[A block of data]

************

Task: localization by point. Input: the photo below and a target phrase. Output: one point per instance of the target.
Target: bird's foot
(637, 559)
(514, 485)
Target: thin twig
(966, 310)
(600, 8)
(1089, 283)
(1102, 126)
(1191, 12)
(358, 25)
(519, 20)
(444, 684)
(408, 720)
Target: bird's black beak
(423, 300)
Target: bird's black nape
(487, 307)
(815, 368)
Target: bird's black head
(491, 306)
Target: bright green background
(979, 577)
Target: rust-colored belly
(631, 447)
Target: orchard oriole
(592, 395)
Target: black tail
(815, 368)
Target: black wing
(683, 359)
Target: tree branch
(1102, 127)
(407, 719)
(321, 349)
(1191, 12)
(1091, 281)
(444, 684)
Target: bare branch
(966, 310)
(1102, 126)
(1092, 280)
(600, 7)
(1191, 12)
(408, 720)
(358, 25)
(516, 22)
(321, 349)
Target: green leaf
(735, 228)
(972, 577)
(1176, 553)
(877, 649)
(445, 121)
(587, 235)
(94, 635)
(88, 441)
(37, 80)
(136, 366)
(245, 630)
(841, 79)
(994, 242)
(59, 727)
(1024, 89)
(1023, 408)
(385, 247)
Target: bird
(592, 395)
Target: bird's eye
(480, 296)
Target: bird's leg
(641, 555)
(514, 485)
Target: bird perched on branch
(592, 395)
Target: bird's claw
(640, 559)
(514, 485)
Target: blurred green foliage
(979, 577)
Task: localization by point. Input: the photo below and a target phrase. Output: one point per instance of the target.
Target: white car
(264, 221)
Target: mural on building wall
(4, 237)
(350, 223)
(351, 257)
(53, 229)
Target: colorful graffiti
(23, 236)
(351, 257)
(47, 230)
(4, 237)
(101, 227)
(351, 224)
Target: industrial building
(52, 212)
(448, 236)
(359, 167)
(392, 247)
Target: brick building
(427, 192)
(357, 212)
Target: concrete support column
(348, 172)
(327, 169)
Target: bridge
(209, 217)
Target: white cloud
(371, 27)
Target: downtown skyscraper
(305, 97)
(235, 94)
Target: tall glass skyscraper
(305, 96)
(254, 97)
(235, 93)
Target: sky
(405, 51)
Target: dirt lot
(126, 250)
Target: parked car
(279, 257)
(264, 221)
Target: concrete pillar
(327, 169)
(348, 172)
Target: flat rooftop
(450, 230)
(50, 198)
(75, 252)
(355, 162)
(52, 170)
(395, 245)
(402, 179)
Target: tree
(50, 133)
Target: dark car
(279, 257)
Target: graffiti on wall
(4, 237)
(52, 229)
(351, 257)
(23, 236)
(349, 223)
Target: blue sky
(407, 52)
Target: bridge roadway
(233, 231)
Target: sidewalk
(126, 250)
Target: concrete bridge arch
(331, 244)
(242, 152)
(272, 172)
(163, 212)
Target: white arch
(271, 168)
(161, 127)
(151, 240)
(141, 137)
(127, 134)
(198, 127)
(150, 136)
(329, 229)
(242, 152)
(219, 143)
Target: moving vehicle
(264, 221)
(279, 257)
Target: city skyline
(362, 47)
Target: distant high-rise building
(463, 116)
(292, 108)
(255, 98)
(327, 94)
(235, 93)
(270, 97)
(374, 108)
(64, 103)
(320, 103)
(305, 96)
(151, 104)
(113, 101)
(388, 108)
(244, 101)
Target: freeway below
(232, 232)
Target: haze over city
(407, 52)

************

* [Objective] Every line above should be retyped exactly as given.

* [Result of the task]
Task: localization by point. Input: the photo below and a target phrase. Output: one point per instance of the target.
Target: bird's foot
(637, 559)
(514, 485)
Target: thin twig
(966, 310)
(600, 8)
(1089, 283)
(1102, 126)
(1191, 12)
(358, 25)
(519, 20)
(444, 684)
(408, 720)
Target: bird's black beak
(423, 300)
Target: bird's black nape
(487, 307)
(815, 368)
Target: bird's black head
(491, 306)
Target: bright green background
(979, 577)
Target: rust-colored belly
(631, 447)
Target: orchard oriole
(592, 395)
Target: black tail
(815, 368)
Target: black wing
(683, 359)
Target: tree branch
(1102, 127)
(407, 719)
(321, 349)
(1191, 12)
(1091, 281)
(444, 684)
Target: bare branch
(966, 310)
(1102, 126)
(1092, 280)
(600, 7)
(1191, 12)
(408, 720)
(358, 25)
(516, 22)
(321, 349)
Target: green leaf
(735, 228)
(972, 577)
(1176, 553)
(877, 649)
(445, 121)
(587, 235)
(94, 635)
(88, 441)
(37, 80)
(136, 366)
(245, 630)
(841, 79)
(994, 242)
(59, 727)
(1024, 89)
(1023, 408)
(385, 247)
Target: bird
(592, 395)
Target: bird's eye
(480, 296)
Target: bird's leg
(641, 555)
(514, 485)
Target: bird perched on branch
(592, 395)
Target: bird's claw
(640, 559)
(514, 485)
Target: blurred green foliage
(979, 577)
Task: localization by point. Input: the photo below and a target phrase. Output: one point per instance of the target.
Target: white car
(264, 221)
Target: mural on building wall
(4, 237)
(350, 223)
(351, 257)
(53, 229)
Target: colorful graffiti
(23, 236)
(351, 257)
(47, 230)
(4, 237)
(101, 227)
(351, 224)
Target: industrial building
(52, 212)
(448, 236)
(359, 167)
(392, 247)
Target: brick building
(427, 192)
(357, 212)
Target: concrete support column
(348, 172)
(327, 169)
Target: bridge
(209, 217)
Target: white cloud
(371, 27)
Target: downtown skyscraper
(305, 97)
(235, 94)
Target: tall glass skyscraper
(305, 96)
(254, 97)
(235, 93)
Target: sky
(405, 51)
Target: dirt lot
(126, 250)
Target: parked car
(279, 257)
(264, 221)
Target: concrete pillar
(327, 169)
(348, 172)
Target: flat rooftop
(450, 230)
(50, 198)
(75, 252)
(355, 162)
(52, 170)
(395, 245)
(402, 179)
Target: tree
(50, 133)
Target: dark car
(279, 257)
Target: graffiti on wall
(4, 237)
(52, 229)
(351, 257)
(23, 236)
(349, 223)
Target: blue sky
(407, 52)
Target: bridge roadway
(233, 231)
Target: sidewalk
(126, 250)
Target: concrete bridge arch
(331, 244)
(242, 152)
(272, 172)
(163, 212)
Target: white arch
(271, 168)
(161, 127)
(151, 240)
(141, 137)
(127, 134)
(198, 127)
(150, 136)
(329, 229)
(242, 152)
(219, 143)
Target: moving vehicle
(264, 221)
(279, 257)
Target: city skyline
(362, 47)
Target: distant high-rise building
(463, 116)
(292, 108)
(255, 98)
(327, 94)
(235, 93)
(270, 97)
(374, 108)
(64, 103)
(320, 103)
(305, 96)
(151, 104)
(113, 101)
(388, 108)
(244, 101)
Target: freeway below
(232, 232)
Target: haze over city
(407, 52)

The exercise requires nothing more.